Region outline entries
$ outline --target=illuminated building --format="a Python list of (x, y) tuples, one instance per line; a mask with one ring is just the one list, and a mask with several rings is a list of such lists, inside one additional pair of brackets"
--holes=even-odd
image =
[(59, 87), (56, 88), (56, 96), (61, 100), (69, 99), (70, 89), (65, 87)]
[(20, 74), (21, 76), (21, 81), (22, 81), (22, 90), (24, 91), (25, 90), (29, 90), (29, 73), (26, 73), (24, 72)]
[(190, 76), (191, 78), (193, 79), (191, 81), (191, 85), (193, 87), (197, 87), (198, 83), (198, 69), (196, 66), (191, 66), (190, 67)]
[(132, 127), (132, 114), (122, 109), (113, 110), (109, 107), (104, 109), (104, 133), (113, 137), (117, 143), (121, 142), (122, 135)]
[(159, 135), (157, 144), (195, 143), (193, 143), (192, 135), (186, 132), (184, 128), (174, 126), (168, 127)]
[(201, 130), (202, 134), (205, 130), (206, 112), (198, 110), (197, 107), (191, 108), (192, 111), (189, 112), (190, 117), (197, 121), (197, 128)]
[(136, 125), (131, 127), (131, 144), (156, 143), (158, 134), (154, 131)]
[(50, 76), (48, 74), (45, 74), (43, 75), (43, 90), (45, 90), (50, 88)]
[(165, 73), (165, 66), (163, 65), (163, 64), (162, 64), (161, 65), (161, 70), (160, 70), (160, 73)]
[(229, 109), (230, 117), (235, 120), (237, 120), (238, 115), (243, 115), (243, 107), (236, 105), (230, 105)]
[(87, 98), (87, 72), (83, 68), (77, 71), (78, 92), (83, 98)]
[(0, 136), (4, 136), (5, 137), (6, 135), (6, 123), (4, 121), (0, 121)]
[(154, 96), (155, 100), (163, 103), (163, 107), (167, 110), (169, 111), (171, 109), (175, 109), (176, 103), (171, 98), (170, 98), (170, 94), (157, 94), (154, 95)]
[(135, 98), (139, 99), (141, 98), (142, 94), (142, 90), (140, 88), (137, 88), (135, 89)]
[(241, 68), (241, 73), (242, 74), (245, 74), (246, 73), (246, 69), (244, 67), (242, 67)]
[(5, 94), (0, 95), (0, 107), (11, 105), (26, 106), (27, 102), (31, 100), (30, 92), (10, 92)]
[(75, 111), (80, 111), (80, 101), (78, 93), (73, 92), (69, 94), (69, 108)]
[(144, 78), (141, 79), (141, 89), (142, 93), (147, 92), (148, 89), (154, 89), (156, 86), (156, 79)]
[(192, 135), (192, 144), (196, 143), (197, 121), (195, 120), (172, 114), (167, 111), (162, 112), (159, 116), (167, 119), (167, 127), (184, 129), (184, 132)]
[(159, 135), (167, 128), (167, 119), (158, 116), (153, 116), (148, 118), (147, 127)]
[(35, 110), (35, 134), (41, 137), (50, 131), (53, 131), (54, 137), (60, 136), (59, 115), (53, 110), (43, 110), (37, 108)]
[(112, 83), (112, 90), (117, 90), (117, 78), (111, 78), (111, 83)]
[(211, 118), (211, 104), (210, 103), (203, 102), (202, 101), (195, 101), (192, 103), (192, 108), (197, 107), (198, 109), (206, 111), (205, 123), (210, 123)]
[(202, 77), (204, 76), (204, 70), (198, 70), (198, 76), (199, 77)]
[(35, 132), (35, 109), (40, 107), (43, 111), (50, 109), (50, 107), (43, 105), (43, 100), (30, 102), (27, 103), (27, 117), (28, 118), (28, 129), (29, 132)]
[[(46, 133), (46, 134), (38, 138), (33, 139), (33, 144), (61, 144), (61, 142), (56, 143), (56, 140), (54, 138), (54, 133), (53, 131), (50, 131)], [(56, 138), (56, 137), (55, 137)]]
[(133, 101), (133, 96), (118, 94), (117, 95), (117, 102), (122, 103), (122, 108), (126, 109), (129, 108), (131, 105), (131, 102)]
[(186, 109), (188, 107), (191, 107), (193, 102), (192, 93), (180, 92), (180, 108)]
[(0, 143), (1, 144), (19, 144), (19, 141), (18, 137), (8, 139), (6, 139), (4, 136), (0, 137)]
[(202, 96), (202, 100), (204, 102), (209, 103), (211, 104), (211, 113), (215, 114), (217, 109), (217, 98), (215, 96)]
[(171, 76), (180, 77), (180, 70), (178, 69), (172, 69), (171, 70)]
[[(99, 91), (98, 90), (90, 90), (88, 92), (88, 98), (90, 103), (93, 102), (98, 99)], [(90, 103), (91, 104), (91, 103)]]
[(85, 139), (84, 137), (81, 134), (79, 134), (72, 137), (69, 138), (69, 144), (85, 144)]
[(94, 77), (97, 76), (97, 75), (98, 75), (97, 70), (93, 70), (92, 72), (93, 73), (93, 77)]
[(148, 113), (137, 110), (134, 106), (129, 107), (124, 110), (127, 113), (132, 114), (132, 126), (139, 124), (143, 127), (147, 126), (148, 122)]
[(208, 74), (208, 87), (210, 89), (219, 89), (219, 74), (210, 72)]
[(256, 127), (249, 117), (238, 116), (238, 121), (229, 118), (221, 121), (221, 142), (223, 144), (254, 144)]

• **Prompt**: Copy out the entries from their first line through the line containing "89), (65, 87)]", including both ends, without changing anything.

• **Result for this task**:
$ outline --target=illuminated building --format="a Python list of (x, y) tuples, one instance per line; a mask with one ring is just the one list, and a mask with several rings is a list of such lists, inside one additional pair of brackets"
--holes=even-odd
image =
[(59, 87), (56, 88), (56, 96), (61, 100), (69, 99), (70, 89), (65, 87)]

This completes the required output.